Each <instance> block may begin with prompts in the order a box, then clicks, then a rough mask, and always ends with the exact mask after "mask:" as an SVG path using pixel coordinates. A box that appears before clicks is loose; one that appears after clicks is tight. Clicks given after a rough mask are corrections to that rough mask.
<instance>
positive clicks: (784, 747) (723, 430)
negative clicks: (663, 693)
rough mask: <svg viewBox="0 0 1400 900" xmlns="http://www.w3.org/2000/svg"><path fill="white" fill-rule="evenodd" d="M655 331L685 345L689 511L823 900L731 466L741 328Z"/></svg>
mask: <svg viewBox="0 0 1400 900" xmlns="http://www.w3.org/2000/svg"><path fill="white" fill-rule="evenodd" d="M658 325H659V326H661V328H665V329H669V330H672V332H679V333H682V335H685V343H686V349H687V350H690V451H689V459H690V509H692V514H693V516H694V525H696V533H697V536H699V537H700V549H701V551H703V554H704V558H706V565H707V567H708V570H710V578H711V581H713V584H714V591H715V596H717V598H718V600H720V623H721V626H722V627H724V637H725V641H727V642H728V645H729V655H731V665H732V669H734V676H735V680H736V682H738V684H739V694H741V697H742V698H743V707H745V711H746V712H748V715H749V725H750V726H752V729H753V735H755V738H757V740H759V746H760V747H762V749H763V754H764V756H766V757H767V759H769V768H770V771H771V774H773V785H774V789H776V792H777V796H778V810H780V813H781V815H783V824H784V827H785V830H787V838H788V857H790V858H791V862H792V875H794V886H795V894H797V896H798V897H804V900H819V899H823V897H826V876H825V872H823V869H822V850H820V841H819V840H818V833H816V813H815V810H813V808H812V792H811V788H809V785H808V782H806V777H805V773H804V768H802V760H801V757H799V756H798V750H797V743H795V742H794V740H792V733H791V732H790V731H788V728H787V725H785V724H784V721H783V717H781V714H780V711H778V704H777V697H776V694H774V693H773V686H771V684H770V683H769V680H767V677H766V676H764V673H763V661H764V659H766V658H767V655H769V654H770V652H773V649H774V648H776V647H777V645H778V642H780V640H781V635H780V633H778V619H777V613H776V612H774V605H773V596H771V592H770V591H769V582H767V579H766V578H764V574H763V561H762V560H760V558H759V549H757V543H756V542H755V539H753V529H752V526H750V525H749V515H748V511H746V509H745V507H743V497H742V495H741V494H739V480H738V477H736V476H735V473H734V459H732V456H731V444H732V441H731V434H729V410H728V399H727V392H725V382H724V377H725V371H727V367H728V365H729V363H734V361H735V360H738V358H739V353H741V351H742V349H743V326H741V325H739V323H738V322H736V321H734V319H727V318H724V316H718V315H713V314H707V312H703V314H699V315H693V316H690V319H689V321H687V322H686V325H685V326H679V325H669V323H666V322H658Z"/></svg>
___
Work item
All of the entries, from the first line to the last, should be duplicated exactly.

Task answer
Each <instance> block may begin with prompts in the order a box, then clicks, then a rough mask, and always ends with the exact mask after "mask:" as an SVG path using pixel coordinates. A box that appears before clicks is loose; one that appears after clicks is tight. Clicks given after a rough mask are corrections to that rough mask.
<instance>
positive clicks: (784, 747) (723, 430)
negative clicks: (663, 693)
rough mask: <svg viewBox="0 0 1400 900" xmlns="http://www.w3.org/2000/svg"><path fill="white" fill-rule="evenodd" d="M655 331L685 345L689 511L823 900L731 466L741 328Z"/></svg>
mask: <svg viewBox="0 0 1400 900" xmlns="http://www.w3.org/2000/svg"><path fill="white" fill-rule="evenodd" d="M658 325H659V326H661V328H665V329H669V330H672V332H679V333H682V335H685V343H686V349H687V350H690V451H689V459H690V509H692V514H693V516H694V525H696V533H697V536H699V537H700V549H701V551H703V554H704V558H706V565H707V567H708V570H710V578H711V581H713V584H714V591H715V596H717V598H718V600H720V623H721V626H722V627H724V637H725V641H727V642H728V645H729V655H731V665H732V669H734V676H735V680H736V682H738V684H739V694H741V697H742V698H743V707H745V711H746V712H748V715H749V725H750V726H752V729H753V735H755V738H757V740H759V746H760V747H762V749H763V754H764V756H766V757H767V759H769V768H770V771H771V774H773V785H774V789H776V792H777V796H778V810H780V813H781V815H783V824H784V827H785V830H787V838H788V857H790V858H791V862H792V875H794V886H795V894H797V896H798V897H804V900H819V899H823V897H826V876H825V872H823V869H822V850H820V841H819V840H818V833H816V813H815V810H813V808H812V792H811V788H809V785H808V782H806V777H805V773H804V768H802V760H801V757H799V756H798V750H797V743H795V742H794V740H792V733H791V732H790V731H788V728H787V725H785V724H784V721H783V717H781V714H780V711H778V704H777V697H776V694H774V693H773V686H771V684H770V683H769V680H767V677H766V676H764V673H763V661H764V659H766V658H767V655H769V654H770V652H773V649H774V648H776V647H777V645H778V642H780V640H781V635H780V633H778V619H777V613H776V612H774V605H773V596H771V592H770V591H769V582H767V579H766V578H764V574H763V561H762V560H760V558H759V549H757V543H756V542H755V539H753V529H752V526H750V525H749V515H748V511H746V509H745V507H743V497H742V495H741V494H739V480H738V477H736V476H735V473H734V459H732V456H731V444H732V441H731V434H729V410H728V399H727V392H725V382H724V377H725V371H727V367H728V365H729V363H734V361H735V360H738V358H739V353H741V351H742V349H743V326H741V325H739V323H738V322H736V321H734V319H727V318H724V316H718V315H713V314H707V312H703V314H699V315H693V316H690V319H689V321H687V322H686V325H685V326H679V325H669V323H666V322H658Z"/></svg>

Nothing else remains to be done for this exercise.